## YOUR OBJECTIVE
Lines holding the word "truck" are the ones to copy from the data below.

= = = =

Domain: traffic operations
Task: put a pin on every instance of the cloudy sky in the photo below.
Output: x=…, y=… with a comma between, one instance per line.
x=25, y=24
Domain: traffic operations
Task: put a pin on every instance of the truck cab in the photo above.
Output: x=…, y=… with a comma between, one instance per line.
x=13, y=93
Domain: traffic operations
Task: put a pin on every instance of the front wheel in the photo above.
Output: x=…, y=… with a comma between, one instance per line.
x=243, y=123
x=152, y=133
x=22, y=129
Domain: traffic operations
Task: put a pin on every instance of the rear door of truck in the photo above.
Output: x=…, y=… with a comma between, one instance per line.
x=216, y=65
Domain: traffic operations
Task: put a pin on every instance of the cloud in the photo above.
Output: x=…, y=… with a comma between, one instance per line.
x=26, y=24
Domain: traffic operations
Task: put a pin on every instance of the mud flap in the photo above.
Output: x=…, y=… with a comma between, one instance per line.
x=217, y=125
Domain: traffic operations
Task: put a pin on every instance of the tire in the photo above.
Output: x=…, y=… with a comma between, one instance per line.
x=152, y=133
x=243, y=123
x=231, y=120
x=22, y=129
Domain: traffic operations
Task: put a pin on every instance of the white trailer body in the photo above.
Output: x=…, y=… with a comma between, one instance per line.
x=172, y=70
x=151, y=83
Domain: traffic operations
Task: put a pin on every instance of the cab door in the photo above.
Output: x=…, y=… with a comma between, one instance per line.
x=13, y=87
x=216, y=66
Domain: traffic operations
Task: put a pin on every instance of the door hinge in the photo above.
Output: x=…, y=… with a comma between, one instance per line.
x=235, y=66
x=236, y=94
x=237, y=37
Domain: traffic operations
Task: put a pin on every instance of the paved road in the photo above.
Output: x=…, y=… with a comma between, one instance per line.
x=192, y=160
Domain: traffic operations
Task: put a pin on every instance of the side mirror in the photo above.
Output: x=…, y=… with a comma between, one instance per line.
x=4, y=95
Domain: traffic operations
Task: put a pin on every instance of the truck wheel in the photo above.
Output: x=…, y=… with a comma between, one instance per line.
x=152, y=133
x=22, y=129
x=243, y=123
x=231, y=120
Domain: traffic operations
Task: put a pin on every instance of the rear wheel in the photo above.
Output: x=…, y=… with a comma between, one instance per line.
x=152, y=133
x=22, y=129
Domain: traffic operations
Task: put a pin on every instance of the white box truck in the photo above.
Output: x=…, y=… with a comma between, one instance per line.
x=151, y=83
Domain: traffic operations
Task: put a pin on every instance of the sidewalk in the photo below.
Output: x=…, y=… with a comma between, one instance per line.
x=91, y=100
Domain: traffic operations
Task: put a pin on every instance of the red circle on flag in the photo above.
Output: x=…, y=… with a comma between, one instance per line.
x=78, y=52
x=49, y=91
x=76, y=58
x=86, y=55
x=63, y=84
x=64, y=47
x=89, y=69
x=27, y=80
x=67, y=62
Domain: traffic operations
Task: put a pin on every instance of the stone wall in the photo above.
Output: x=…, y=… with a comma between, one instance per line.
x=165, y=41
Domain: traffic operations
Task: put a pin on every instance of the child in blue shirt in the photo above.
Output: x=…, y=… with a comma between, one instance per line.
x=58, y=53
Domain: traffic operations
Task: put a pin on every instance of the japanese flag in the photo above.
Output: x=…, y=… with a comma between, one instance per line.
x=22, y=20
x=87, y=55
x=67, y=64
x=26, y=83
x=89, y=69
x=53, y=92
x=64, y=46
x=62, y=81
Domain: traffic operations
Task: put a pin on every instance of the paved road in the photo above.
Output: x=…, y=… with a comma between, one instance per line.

= = = =

## RESPONSE BOX
Task: put a pin on every instance of the truck cab in the photo above.
Task: put a pin on every instance of the rear door of truck in the photo above.
Task: put a pin on every instance of the truck wheel in the photo above.
Task: put a pin on every instance of the white box truck in the photo above.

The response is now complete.